─── DATASET RECORDS
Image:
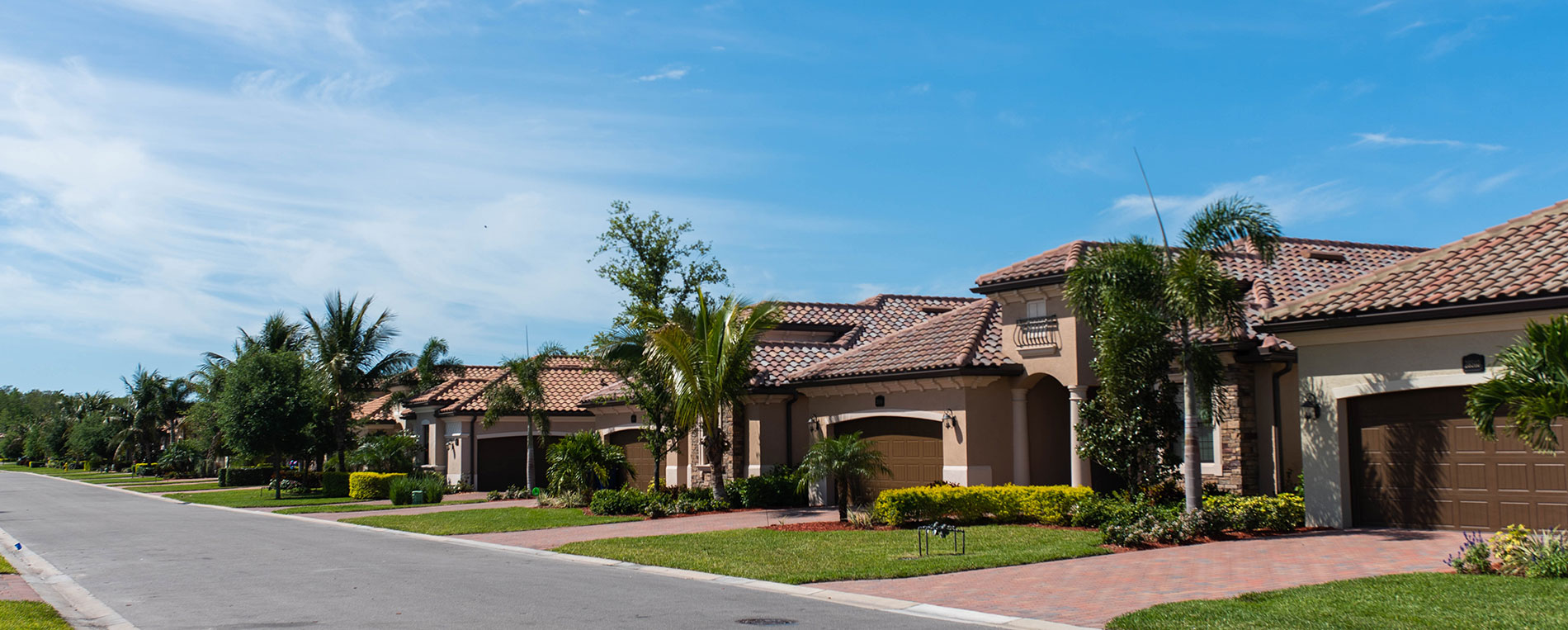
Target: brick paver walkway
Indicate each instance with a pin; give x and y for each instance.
(1090, 591)
(658, 527)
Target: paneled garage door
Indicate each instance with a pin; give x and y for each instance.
(1419, 462)
(913, 448)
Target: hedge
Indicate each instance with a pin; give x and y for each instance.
(245, 476)
(334, 483)
(371, 485)
(1046, 505)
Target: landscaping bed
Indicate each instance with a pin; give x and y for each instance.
(801, 557)
(488, 521)
(1410, 600)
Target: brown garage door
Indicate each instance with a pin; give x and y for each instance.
(1419, 462)
(637, 455)
(913, 450)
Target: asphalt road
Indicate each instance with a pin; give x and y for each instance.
(181, 566)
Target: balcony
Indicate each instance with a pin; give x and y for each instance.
(1037, 336)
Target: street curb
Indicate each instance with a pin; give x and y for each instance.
(843, 598)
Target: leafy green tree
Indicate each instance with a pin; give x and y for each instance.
(268, 405)
(1531, 386)
(1134, 419)
(705, 359)
(582, 462)
(524, 396)
(847, 461)
(352, 350)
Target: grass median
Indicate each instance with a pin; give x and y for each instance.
(256, 497)
(800, 557)
(488, 521)
(1410, 600)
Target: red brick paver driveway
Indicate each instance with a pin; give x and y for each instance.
(658, 527)
(1090, 591)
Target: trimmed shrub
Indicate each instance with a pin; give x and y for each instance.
(334, 485)
(371, 485)
(243, 476)
(1046, 505)
(1282, 513)
(400, 490)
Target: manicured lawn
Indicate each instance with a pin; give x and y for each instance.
(31, 616)
(800, 557)
(176, 486)
(1410, 600)
(256, 497)
(361, 508)
(486, 521)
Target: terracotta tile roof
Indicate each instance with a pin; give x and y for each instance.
(566, 381)
(1518, 259)
(965, 338)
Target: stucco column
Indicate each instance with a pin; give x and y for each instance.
(1079, 467)
(1021, 436)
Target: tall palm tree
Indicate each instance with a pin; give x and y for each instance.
(524, 396)
(705, 359)
(1202, 295)
(1531, 386)
(847, 461)
(352, 350)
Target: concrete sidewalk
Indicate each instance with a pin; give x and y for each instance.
(740, 519)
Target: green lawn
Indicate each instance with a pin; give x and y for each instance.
(360, 508)
(1410, 600)
(486, 521)
(256, 497)
(31, 616)
(800, 557)
(176, 486)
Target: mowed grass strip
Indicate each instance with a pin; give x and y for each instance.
(1410, 600)
(364, 508)
(801, 557)
(486, 521)
(31, 616)
(256, 497)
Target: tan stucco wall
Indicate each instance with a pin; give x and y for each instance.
──────
Sift the data above for lines with "grass", then copy each one.

TASK ANSWER:
Target: grass median
Target: mowed grass strip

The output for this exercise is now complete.